[Natural language region descriptions]
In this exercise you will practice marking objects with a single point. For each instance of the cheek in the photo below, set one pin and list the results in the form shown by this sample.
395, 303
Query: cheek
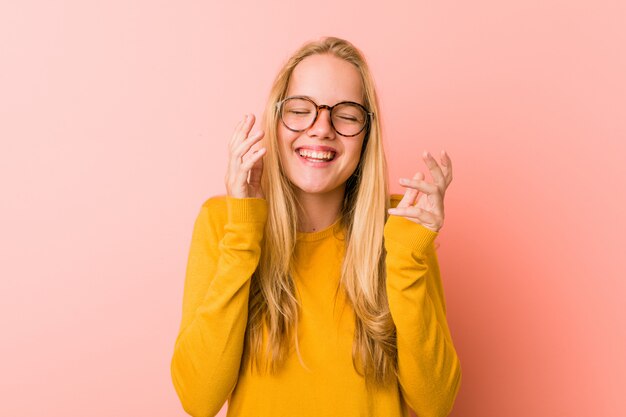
285, 139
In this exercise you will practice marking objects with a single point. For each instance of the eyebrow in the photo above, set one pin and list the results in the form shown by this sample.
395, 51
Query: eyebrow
311, 98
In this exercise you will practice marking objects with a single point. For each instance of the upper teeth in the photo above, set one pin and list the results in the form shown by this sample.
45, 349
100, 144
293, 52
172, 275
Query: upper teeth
317, 155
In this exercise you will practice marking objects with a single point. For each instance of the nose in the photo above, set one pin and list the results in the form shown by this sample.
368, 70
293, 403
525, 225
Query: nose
322, 127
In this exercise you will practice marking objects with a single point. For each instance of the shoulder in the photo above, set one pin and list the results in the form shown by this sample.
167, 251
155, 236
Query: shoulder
215, 204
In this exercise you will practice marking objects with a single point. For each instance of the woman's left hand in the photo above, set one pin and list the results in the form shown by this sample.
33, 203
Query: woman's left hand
426, 208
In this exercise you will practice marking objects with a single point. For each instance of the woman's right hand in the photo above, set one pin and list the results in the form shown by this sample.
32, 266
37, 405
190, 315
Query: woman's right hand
245, 163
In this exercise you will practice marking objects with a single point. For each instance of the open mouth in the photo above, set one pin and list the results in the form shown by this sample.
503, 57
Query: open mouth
316, 156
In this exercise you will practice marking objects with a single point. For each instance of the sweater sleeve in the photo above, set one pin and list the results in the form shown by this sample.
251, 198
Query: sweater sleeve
428, 366
223, 256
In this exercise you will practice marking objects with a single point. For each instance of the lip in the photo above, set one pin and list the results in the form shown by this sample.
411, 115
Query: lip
320, 164
317, 148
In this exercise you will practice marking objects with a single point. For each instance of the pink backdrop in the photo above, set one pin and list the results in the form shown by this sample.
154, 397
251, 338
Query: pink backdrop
114, 119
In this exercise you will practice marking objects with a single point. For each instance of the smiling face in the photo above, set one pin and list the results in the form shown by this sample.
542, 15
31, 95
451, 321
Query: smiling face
328, 80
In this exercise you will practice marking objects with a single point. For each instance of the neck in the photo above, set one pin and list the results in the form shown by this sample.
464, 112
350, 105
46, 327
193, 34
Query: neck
318, 211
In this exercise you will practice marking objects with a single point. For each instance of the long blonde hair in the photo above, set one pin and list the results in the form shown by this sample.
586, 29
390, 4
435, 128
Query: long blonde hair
273, 301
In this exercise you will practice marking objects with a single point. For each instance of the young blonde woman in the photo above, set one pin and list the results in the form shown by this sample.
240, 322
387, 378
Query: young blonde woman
310, 291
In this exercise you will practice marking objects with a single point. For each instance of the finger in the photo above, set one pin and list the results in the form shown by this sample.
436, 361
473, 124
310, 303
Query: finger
426, 218
246, 166
410, 194
236, 137
241, 133
435, 170
420, 185
245, 146
446, 163
257, 169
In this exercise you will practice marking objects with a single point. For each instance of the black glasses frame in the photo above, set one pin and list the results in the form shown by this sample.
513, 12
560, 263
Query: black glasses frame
318, 107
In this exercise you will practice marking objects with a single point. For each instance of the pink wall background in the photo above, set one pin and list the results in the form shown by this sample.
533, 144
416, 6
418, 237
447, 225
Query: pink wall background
114, 119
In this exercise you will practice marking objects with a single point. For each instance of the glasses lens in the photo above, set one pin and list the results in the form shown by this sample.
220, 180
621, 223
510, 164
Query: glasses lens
297, 113
349, 119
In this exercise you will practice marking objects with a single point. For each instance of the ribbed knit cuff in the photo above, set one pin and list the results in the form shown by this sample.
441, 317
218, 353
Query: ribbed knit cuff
409, 234
246, 210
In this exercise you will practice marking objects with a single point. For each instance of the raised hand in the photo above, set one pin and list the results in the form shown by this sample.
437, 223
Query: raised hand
245, 162
426, 208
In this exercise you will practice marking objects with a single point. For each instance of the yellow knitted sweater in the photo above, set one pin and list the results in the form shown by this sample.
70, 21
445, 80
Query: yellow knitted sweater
225, 251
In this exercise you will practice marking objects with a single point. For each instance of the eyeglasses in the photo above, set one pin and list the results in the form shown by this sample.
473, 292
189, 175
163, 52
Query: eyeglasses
348, 118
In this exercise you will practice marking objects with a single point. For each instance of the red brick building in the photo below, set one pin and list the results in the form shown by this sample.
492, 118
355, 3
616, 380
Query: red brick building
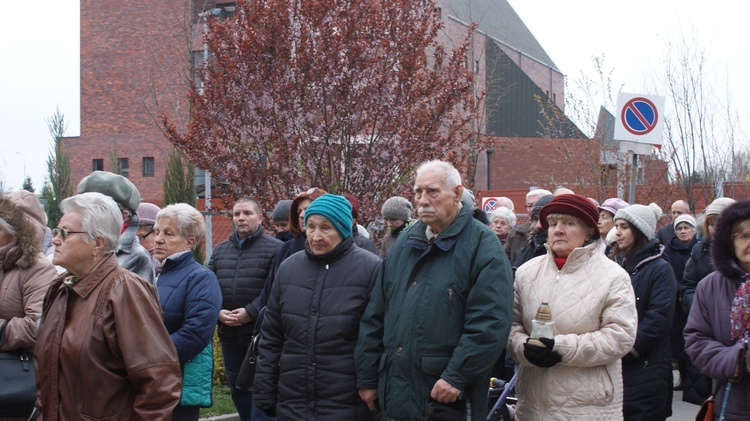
137, 58
135, 64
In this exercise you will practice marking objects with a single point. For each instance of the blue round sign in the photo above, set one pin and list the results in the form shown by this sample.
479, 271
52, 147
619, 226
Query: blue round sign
489, 205
639, 116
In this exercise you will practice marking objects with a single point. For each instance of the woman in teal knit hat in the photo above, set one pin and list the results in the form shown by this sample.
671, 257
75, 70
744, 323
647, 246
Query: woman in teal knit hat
305, 366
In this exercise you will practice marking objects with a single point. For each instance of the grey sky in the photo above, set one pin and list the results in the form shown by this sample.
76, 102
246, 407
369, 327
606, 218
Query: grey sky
40, 61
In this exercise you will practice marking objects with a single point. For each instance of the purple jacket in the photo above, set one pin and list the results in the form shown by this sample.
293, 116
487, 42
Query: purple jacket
707, 333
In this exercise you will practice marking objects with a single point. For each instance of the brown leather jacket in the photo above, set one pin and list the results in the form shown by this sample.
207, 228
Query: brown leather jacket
112, 358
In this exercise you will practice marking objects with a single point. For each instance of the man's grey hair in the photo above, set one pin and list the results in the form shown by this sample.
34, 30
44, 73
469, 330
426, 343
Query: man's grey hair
190, 222
537, 193
100, 217
450, 173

* **Try it**:
Gather from the records above every line containing the string "below".

* **Answer box**:
In this exercise you will practice marking objects with a single point. For each instance of the cheek in the photo below, set one pin and list the results in the form shown by this sample.
In this exercise you will practice marking objects with a single point. For each instance of the red brick building in the photo below, set one pin and list the results in the form shown by this sample.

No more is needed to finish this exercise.